--- WORK REQUIRED ---
Switch "Mark one point" to "Place a single point" throughout the records below, and reproduce them with everything else unchanged.

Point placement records
+ + + + +

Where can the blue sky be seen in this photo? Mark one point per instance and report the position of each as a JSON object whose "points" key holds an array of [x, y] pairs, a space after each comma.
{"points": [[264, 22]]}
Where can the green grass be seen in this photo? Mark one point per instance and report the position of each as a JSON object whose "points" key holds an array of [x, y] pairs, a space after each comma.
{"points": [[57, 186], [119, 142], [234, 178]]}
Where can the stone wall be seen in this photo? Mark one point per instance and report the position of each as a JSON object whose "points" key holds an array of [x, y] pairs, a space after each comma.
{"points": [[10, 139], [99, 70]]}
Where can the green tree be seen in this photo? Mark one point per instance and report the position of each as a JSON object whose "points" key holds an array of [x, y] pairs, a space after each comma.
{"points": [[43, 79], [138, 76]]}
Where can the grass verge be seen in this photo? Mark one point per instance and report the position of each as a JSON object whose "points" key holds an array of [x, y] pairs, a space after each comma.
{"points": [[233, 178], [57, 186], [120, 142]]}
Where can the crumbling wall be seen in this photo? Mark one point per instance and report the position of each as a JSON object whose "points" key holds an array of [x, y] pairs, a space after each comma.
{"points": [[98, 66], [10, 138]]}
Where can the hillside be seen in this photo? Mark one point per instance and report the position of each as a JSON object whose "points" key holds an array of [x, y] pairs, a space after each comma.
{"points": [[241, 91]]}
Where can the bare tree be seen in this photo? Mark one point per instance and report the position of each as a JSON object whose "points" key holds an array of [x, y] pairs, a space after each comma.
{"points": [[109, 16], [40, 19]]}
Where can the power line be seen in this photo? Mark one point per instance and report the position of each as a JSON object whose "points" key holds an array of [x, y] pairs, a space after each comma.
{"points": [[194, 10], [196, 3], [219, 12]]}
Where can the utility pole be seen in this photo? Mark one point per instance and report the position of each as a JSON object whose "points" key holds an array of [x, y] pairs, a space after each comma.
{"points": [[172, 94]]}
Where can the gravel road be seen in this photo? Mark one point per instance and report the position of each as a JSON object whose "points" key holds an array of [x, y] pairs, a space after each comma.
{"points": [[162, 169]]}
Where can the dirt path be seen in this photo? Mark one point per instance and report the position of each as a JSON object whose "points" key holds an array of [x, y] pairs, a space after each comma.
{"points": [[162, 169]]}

+ + + + +

--- FULL RESPONSE ---
Where can the blue sky be seen in this photo? Place a single point per instance and report the position of each as a JSON object whose "points" key holds an array of [x, y] pairs, a space after each comma.
{"points": [[264, 22]]}
Where can the green grass be seen in this photo? Place a single point per instance and report the position of each as a JSON object whose "points" key holds an array of [x, y] pairs, a space after each comma.
{"points": [[57, 186], [119, 142], [234, 178]]}
Where can the stone wall be seen in this photo? Place a single point per instance and report the position of each as a JSON object whose "points" key holds an array of [x, y] pairs, a space after each comma.
{"points": [[10, 139], [99, 70]]}
Where can the green tree be seen in this photo? Place a single point per instance and report the position of each as a JSON object whose "points" key holds an array of [x, y] pairs, a space after each comma.
{"points": [[43, 79], [138, 76]]}
Where can the grass verge be seen in this photo? Place a single point per instance and report the position of each as a JSON object whose "points" key holds an array of [x, y] pairs, a space after each comma.
{"points": [[233, 178], [57, 186], [120, 142]]}
Where can the crumbling wall be seen in this photo? Place a single point per instance and report the position of each as a JSON object whose "points" key holds an array of [x, y] pairs, a space after each comma.
{"points": [[98, 66], [10, 138]]}
Where can the hillside be seen in this photo? Place a single point per instance and report the position of each as a JSON object whose "points" key holds an array of [x, y] pairs, a space after each comma.
{"points": [[241, 91]]}
Where can the bare tree be seen in this photo? Place a single point per instance and report the position of each as a JSON object whose "points" key holds an array of [x, y] pairs, a space after each comma.
{"points": [[109, 16], [40, 19]]}
Where can the power line be seen in this photo? Place a single point per instance and report the position of each as a JSON object whose "points" key holds an array of [x, y] pairs, a space after each comma.
{"points": [[194, 10], [196, 3], [219, 12]]}
Where can the utility pole be seen in this photo? Place a single point per instance and report the position of each as a JSON object whose "points" key holds an array of [x, y] pairs, a space after each comma.
{"points": [[172, 94]]}
Where can the gravel road be seen in this photo? Place a single point per instance and report the position of each as a JSON object whose "points" key holds an array of [x, y] pairs, a space after each comma.
{"points": [[162, 169]]}
Where can the dirt path be seen in this photo? Place a single point per instance and report the position of each as a JSON object whose "points" key holds an array of [x, y] pairs, a space after each comma.
{"points": [[162, 169]]}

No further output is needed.